* Tujuan 1:
Jawablah pertanyaan berikut berdasarkan potongan dokumen di bawah ini.
(a) Tanggal berapa yang tertera di baris paling atas?
(b) Di tempat mana tokoh yang dibicarakan tampil di depan masyarakat pendukungnya?
(c) Menurut teks, sampai ke mana lumuran darah di tangannya akan terus dibawa?

Selasa, 08 September 2009

Ada yang sibuk mencuci tangan, ada yang dikambinghitamkan, ada yang berandai-andai, ada yang berkeluh kesah

 

Setelah berhasil mengerahkan anggota-anggota komplotannya untuk membunuh Yoakim Gresituli Ata Maran, pada Senin malam 30 Juli 2007, Mikhael Torangama Kelen punya kesibukan-kesibukan tertentu. Salah satu kesibukannya adalah mencuci tangannya yang berlumuran darah korban kebrutalannya itu. Tetapi semakin sering dia berusaha, darah korban kebrutalannya semakin melumuri kedua tangannya itu. Maka setiap tampil di depan masyarakat pendukungnya di Eputobi, dia tak pernah lupa untuk menyampaikan bahwa kedua tangannya itu bersih.

Tangan yang kotor memang perlu dicuci hingga bersih. Tapi tangan yang berlumuran darah orang yang tak bersalah tak bisa dicuci hingga bersih. Lumuran darah di tangannya akan terus dibawa hingga ke liang kuburnya nanti. Seandainya kedua tangannya itu benar-benar bersih, dia tak perlu begitu sibuk menyampaikannya kepada publik. Karena, bersih atau tidaknya kedua tangannya gampang dilihat oleh mata para warga masyarakat di sekitarnya. Gencarnya dia menyampaikan kepada publik bahwa kedua tangannya bersih justru mengindikasikan bahwa kedua tangannya sebenarnya sangat kotor oleh lumuran darah korban kebrutalannya itu. Seseorang yang tidak terlibat aktif dalam peristiwa pembunuhan itu tidak perlu sibuk berkampanye bahwa dirinya tidak terlibat.

* Tujuan 2: Temukan setiap baris dalam catatan yang memuat kata "spectator". Perbedaan huruf besar dan kecil diperhitungkan.

* Masukan Latihan:
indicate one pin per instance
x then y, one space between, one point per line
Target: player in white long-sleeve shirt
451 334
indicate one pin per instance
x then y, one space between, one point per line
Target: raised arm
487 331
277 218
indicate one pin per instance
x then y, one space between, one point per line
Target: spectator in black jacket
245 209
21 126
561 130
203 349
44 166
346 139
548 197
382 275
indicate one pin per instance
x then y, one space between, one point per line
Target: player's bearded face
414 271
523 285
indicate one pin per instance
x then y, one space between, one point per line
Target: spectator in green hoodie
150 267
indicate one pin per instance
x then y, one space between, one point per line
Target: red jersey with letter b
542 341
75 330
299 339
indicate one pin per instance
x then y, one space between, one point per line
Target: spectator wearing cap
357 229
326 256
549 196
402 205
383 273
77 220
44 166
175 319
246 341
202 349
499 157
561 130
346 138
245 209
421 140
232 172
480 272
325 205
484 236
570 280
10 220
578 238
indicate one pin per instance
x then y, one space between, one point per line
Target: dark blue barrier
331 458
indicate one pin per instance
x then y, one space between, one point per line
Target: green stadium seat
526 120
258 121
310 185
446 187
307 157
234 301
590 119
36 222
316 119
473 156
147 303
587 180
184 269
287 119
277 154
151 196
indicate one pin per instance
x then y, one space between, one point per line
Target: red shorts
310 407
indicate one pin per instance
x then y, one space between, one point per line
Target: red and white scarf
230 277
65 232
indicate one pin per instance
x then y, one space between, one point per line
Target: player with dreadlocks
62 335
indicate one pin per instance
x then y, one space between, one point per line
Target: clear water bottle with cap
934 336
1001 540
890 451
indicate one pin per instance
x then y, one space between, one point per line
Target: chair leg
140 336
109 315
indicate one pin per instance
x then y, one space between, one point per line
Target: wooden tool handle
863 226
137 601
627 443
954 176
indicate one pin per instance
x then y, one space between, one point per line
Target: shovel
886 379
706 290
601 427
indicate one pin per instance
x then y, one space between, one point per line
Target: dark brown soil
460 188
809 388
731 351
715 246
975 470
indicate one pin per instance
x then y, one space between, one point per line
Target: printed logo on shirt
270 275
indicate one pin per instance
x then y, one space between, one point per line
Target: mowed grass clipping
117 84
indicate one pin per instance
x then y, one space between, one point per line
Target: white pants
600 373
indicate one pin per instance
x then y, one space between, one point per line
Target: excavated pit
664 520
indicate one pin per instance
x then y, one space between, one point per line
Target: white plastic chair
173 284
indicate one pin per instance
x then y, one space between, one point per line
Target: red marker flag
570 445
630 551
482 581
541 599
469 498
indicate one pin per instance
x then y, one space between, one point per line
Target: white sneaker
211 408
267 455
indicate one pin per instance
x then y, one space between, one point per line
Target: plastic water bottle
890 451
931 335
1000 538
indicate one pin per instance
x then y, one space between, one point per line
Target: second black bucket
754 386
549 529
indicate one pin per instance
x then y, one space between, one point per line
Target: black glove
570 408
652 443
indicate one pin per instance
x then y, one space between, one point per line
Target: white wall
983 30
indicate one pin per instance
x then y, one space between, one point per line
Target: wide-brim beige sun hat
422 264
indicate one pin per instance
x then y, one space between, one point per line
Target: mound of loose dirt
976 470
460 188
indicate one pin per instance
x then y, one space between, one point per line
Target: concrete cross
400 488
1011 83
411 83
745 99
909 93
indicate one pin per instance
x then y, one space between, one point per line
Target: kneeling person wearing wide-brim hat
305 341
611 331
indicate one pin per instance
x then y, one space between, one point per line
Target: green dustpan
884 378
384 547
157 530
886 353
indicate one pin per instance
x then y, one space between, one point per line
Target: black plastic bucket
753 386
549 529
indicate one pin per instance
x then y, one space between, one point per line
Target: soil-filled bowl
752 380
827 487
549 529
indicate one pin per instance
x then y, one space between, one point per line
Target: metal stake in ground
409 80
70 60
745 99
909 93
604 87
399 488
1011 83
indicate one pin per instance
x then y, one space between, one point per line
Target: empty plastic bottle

* Jawaban Tertulis 1:
(a) Selasa, 08 September 2009
(b) Di Eputobi
(c) Hingga ke liang kuburnya nanti

* Jawaban Tertulis 2:
Target: spectator in black jacket
Target: spectator in green hoodie
Target: spectator wearing cap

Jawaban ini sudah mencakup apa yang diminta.